** RECORDS follows **

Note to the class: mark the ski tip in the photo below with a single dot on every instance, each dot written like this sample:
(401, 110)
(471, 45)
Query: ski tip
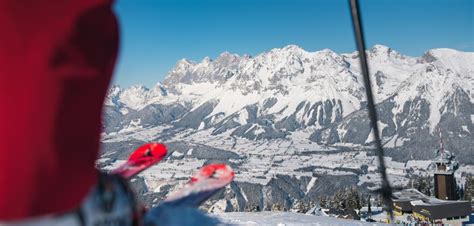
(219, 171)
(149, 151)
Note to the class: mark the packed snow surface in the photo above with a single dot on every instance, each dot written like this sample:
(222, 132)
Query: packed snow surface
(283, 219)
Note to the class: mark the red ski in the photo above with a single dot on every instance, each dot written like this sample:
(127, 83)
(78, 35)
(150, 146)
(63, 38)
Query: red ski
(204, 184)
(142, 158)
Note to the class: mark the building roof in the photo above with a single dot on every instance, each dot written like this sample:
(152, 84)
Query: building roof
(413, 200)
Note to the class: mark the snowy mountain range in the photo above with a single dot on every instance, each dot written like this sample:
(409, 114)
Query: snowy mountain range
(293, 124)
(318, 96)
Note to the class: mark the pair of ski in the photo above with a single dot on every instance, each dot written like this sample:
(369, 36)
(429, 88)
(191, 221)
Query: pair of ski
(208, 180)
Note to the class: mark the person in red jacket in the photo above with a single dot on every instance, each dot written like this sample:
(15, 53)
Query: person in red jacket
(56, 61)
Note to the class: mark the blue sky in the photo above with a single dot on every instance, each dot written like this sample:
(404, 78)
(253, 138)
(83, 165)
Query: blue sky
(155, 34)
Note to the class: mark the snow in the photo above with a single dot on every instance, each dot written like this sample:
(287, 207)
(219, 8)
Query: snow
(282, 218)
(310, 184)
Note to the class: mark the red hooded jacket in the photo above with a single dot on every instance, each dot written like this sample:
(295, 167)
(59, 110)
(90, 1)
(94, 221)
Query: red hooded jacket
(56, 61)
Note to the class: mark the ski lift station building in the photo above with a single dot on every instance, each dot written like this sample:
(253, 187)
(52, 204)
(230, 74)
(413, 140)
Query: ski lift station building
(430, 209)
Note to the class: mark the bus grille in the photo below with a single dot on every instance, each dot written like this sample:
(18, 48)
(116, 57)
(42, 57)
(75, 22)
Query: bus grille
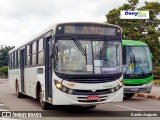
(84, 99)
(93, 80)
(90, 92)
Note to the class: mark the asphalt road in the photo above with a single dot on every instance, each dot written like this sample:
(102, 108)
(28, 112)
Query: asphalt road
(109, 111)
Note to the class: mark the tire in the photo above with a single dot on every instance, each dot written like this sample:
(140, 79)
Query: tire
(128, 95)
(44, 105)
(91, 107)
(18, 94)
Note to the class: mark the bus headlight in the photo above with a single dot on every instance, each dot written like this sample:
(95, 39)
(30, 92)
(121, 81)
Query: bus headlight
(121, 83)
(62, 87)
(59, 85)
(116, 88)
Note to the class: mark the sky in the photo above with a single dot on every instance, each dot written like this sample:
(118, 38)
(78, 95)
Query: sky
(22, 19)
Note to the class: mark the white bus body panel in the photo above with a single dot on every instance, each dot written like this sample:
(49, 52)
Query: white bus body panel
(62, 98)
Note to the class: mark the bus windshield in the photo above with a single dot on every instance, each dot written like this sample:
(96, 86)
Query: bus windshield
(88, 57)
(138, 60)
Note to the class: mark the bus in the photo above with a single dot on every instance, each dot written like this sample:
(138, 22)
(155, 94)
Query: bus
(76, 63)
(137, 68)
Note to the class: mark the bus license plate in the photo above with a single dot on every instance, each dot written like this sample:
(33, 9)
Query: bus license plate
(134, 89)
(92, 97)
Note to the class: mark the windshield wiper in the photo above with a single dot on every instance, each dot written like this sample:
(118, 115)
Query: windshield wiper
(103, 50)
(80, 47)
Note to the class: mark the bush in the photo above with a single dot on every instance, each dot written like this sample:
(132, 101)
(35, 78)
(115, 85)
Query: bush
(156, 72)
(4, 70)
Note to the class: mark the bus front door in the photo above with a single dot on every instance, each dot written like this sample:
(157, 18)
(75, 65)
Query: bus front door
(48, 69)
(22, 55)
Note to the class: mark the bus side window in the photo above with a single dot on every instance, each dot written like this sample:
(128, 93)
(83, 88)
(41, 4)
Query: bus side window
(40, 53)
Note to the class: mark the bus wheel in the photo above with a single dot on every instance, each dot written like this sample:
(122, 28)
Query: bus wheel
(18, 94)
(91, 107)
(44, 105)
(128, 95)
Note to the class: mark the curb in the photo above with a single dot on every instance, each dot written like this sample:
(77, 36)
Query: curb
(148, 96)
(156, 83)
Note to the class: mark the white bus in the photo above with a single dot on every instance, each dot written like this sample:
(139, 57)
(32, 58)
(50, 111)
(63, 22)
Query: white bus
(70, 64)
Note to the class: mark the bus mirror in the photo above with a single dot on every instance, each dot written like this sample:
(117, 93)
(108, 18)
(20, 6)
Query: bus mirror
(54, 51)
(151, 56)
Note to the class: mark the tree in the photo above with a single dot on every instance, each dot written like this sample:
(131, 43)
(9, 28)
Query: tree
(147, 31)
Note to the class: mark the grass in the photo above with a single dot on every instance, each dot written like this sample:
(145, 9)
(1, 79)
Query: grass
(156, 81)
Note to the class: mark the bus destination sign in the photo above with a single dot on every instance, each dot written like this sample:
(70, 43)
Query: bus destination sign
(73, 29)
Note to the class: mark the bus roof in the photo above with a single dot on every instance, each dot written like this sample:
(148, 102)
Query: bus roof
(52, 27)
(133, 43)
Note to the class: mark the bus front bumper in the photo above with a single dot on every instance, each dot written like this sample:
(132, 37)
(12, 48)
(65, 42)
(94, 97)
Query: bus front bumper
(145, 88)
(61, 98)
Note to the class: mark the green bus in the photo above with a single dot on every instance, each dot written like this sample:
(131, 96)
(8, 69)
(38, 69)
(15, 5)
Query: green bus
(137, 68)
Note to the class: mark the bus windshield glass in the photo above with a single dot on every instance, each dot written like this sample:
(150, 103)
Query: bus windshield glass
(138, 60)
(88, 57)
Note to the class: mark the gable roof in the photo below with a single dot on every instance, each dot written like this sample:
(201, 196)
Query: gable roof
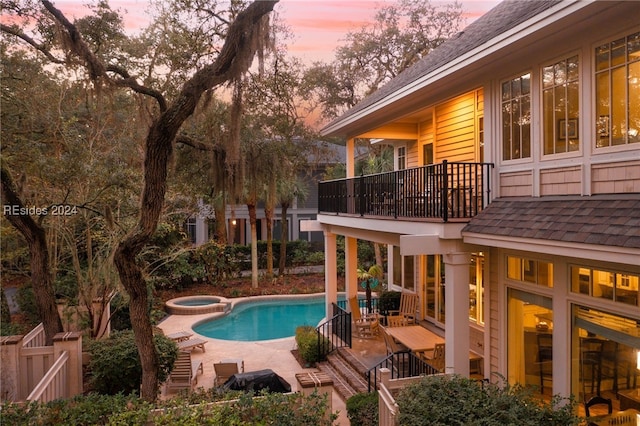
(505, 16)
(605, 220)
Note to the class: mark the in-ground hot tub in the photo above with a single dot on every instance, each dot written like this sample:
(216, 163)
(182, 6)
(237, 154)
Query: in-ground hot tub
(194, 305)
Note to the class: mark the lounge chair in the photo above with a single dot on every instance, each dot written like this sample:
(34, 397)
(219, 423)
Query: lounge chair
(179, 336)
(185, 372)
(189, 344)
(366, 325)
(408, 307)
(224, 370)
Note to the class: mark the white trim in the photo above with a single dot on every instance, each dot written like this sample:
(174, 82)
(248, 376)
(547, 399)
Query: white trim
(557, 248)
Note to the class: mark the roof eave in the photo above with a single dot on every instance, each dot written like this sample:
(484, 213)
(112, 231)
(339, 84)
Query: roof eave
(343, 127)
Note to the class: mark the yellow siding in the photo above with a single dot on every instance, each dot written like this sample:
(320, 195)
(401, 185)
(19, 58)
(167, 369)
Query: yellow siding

** End of RECORDS **

### YOUR ASSIGNMENT
No picture should be included when the data are set down again exactly.

### RESPONSE TO THIS TASK
Note to the class: mark the ski tip in the photo below with a single dot on every instance, each dot written like this sample:
(401, 110)
(471, 45)
Query: ski tip
(219, 171)
(149, 151)
Note to the class: mark the packed snow surface in the photo above with a single dot on every instance, each dot written like this sample:
(222, 132)
Query: packed snow surface
(283, 219)
Note to the class: mark the red ski in the photo above with a single dot on every instance, each dot written like this sample:
(127, 83)
(78, 35)
(150, 146)
(63, 38)
Query: red ski
(204, 184)
(142, 158)
Note to the class: mark the building roof in the photo above with a single dot on every instance, each dot written like this sample:
(152, 84)
Query: building roof
(413, 200)
Note to the class: mark the snowy mountain range in the photo above with a single dot on every instance, each dot written like this sample:
(409, 114)
Query: snowy mountain range
(293, 124)
(318, 96)
Note to the class: mark the pair of ski in the photo above with a single dot on every instance, each dot written like this sample:
(369, 36)
(429, 88)
(191, 221)
Query: pair of ski
(208, 180)
Note to the class: mark the person in red jacket in the photo above with a single dot on every instance, each dot written like this sample:
(15, 53)
Query: person in red jacket
(56, 61)
Note to the class: mark the blue sky in the photo above with a single dot on every instance, each dot written like this sample:
(404, 78)
(253, 138)
(83, 165)
Query: blue sky
(155, 34)
Note to the class: mark the snow in the photo above with a single dot on every instance, each dot written like this sample:
(287, 207)
(219, 8)
Query: snow
(282, 218)
(310, 184)
Note to the class: mark the red hooded jacket in the photo above with a single dot on every instance, each dot written like this sample:
(295, 167)
(59, 110)
(90, 1)
(94, 221)
Query: red hooded jacket
(56, 61)
Note to the class: mark the ski lift station building in the photo above with a single dot on every instance, each dot written like this sample:
(253, 187)
(52, 204)
(230, 74)
(413, 140)
Query: ski lift station building
(430, 209)
Note to the class: mark the bus grille in the photo below with a single dot on every instance, each dot written like this sample:
(18, 48)
(116, 57)
(42, 57)
(75, 22)
Query: bus grille
(84, 99)
(93, 80)
(90, 92)
Note to the class: mark the asphalt road in the photo above with a single dot on every instance, each dot written like this sample:
(102, 108)
(28, 112)
Query: asphalt road
(109, 111)
Note to the class: mark the tire in the photo above with a single dot on every instance, each dot written like this sample:
(140, 79)
Query: tire
(128, 95)
(44, 105)
(91, 107)
(18, 94)
Note to the class: mark the bus headlight in the photo above with a single dot on every instance, each dot written like this sample:
(95, 39)
(30, 92)
(121, 81)
Query: bus headlight
(121, 83)
(62, 87)
(59, 85)
(116, 88)
Note to the class: mark the sky in the photo above with a single dot on every instance, each dot written like this sample:
(118, 38)
(78, 95)
Query: sky
(22, 19)
Note to the class: mark the white bus body panel in the photo above with a single dot on every instance, each dot written like this sample:
(49, 52)
Query: white bus body panel
(62, 98)
Note to the class: mark the bus windshield in the photo above with a single dot on every instance, each dot written like this sample:
(96, 86)
Query: bus windshield
(88, 57)
(138, 60)
Note to the class: mark the bus in the photo above with a single dot on every instance, each dot written like this sample:
(138, 22)
(155, 94)
Query: bus
(76, 63)
(137, 68)
Note to the class: mark the bus license plate in the photo above with a single dot on every instance, each dot written like this sample:
(33, 9)
Query: bus license plate
(134, 89)
(92, 97)
Note to the class: mark the windshield wiper in the photo above with a single dot on every instance, each dot written like this sample:
(118, 115)
Query: windshield wiper
(103, 50)
(80, 47)
Note to the class: mark the bush in the photo above with a single dot on every instance, each dot written like this sample:
(132, 101)
(35, 78)
(115, 85)
Query: bush
(156, 72)
(4, 70)
Note to the class: mark the bus front door in the photo above with a single dot on every instance, each dot written like this sample:
(157, 18)
(75, 65)
Query: bus front door
(48, 69)
(22, 55)
Note to the class: mark the bus side window in the photo above with a single dot on every instance, each dot written like this sample:
(128, 93)
(83, 88)
(41, 4)
Query: bus side window
(40, 53)
Note to the class: mark the bus wheel in the photo above with a single dot on every instance, each dot written like this sample:
(122, 28)
Query: bus wheel
(18, 94)
(91, 107)
(44, 105)
(128, 95)
Note to the class: mark the curb in the photo above with a single dot on every instance, each dot written like this sample:
(77, 36)
Query: curb
(148, 96)
(156, 83)
Note to the class: mark the white bus in the photo above with a single dot on every instance, each dot written like this sample:
(139, 57)
(32, 58)
(50, 111)
(63, 22)
Query: white bus
(70, 64)
Note to the class: mark the bus mirror in the photo above with a single dot on every instance, each dot written like this sample:
(117, 93)
(108, 18)
(20, 6)
Query: bus mirror
(54, 51)
(151, 56)
Note to the class: mark the tree in the photo above with a single dot on every instance, each dot written like this sample:
(131, 43)
(9, 28)
Query: tree
(147, 31)
Note to the class: mark the grass in the photo above with a single dot on every instance, each dot written like this sample:
(145, 9)
(1, 79)
Query: grass
(156, 81)
Note to the class: mark the bus destination sign in the photo above with a single dot on every instance, each dot written like this sample:
(70, 43)
Query: bus destination sign
(73, 29)
Note to the class: mark the bus roof in the photo above with a single dot on every instance, each dot written like this sample:
(148, 102)
Query: bus roof
(52, 27)
(133, 43)
Note to the class: mark the bus front bumper in the photo above with a single dot on every instance, each dot written like this sample:
(132, 37)
(12, 48)
(65, 42)
(94, 97)
Query: bus front bumper
(145, 88)
(61, 98)
Note to the class: mark the green bus in the photo above with a single dot on every instance, each dot written like this sample:
(131, 96)
(8, 69)
(38, 69)
(15, 5)
Query: green bus
(137, 68)
Note to the class: mark the bus windshield glass in the photo above with a single dot on every instance, each dot written like this sample:
(150, 103)
Query: bus windshield glass
(138, 60)
(88, 57)
Note to the class: mark the gable roof in the photo below with a single dot on every instance, each dot written like this sample:
(201, 196)
Query: gable roof
(505, 16)
(605, 220)
Note to the class: mark the in-ground hot tub in the photo above with a single dot on every instance, each dot written like this sample:
(216, 163)
(182, 6)
(237, 154)
Query: in-ground hot tub
(194, 305)
Note to the class: mark the lounge chair in the photo above with a single dot on every instance, each dot written like this sample:
(34, 397)
(219, 423)
Query: lounge chair
(179, 336)
(185, 372)
(189, 344)
(366, 325)
(408, 307)
(224, 370)
Note to the class: mark the white trim in the photo above with a single dot on every instance, each dot written like this sample:
(174, 82)
(248, 376)
(547, 399)
Query: white trim
(557, 248)
Note to the class: mark the roof eave in the photo above with a single dot on every instance, each dot written like this sample:
(484, 213)
(112, 231)
(339, 84)
Query: roof eave
(343, 127)
Note to the class: mark the yellow siding in the photo above with a single dot on every instance, each dot written like this sample:
(320, 195)
(401, 185)
(19, 58)
(167, 369)
Query: yellow siding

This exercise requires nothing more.